Text segment:

Where I Go: Meeps Vintage

Finding Liberation in a D.C. Clothing Shop

Where I Go: Meeps Vintage | Zocalo Public Square • Arizona State University • Smithsonian

Allison Miller in a Meep’s vintage find. Courtesy of Allison Miller.

Washington, D.C., is a beautiful, tidy town. For the better part of my years there, I was mostly very sad.

It was not a city I thought I’d first move to in my 40s, after 13 years in New York City and a peripatetic decade in academia. Washington is a good town for nerds but tough on freaks, and I have thought of myself as a freak since high school, which wasn’t cured by coming out as a lesbian many years ago. Washington has no shortage of queers, with or without Republicans in charge. But its tidiness extends to its queer life. I never quite got past the floundering stage of when you move to a brand-new town.

One place where I did find myself in Washington, if only for less than an hour at a time, was at Meeps, a vintage store near the bottom of a sharp slope dropping off from the Adams Morgan neighborhood, across the street from a community center and a few doors up from a gay diner. I lived on the same street, a little over half a mile away, and if two things held true—i.e., if I was feeling a little down but was also recently blessed with a payday—I took myself down the hill to go shopping.

The problem: Continue the essay about shopping at Meeps Vintage in Washington, D.C., picking up after its last sentence.

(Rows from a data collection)

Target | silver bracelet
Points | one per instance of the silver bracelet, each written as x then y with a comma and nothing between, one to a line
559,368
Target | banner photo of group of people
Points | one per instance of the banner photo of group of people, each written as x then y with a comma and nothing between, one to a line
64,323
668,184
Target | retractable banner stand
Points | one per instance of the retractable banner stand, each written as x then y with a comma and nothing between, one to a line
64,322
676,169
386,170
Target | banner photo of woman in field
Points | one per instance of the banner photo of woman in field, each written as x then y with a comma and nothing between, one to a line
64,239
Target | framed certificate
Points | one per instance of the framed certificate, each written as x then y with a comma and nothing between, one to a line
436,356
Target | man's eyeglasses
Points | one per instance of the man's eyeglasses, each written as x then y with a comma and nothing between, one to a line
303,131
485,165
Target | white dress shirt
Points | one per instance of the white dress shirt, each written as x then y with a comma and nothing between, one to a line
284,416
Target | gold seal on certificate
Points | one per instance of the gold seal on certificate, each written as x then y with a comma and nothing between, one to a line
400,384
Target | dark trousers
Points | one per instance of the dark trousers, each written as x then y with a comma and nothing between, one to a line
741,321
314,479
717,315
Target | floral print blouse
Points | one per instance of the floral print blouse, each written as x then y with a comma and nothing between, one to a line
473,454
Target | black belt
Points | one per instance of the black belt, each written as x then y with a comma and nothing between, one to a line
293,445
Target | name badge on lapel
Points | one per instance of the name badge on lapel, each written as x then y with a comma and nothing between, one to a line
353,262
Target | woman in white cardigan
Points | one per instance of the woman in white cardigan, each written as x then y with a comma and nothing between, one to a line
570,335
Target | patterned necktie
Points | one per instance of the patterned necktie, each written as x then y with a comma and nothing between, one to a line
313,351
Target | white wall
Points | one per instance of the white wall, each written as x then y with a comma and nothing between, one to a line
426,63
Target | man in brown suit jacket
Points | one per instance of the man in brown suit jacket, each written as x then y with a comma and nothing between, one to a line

Result of the exercise:
Meeps meant a lot to me because I could indulge my passion for clothes, and for clothing history, without catching any cross glances for also being a butch lesbian who is sometimes more or less indistinguishable from a man. This store and the people who work there made me love the way I look.

I think it’s all to the credit of the Meeps staff that I always felt like I had a right to see how clothes—elegant, fabulous clothes—looked on my body.

I wear men’s shirts, ties, vests, sweaters, and jackets. Meeps, which in March closed shop for the time being due to the pandemic, has a sublime collection of men’s vintage, which is hard to find, and carried enough in small sizes to keep me coming back. The finds were often incredible. About two years ago the owner, Cathy Chen, must have come into a serious cache of ’70s pastel-colored ruffle tuxedo shirts. Since every self-respecting butch dandy needs a ruffle tux, I instantly got one in mint green. But more and more colors kept appearing in the months afterward: sherbet orange, sky blue, yellow, pink.

At one point I even saw a tailcoat. I tried it on and miraculously I could have been Astaire, it fit so well. But one of the staff actually talked me out of pulling out my wallet: “It’s beautiful, it looks great on you, but where are you going to wear it?” He was right. I saved my $100 and later bought a sharp 1960s iridescent blue damask smoking jacket whose label said it was hand-tailored by one Charley Chang at the Hong Kong Hilton. I’ve worn it in public exactly once, but it makes me feel like five-part harmony.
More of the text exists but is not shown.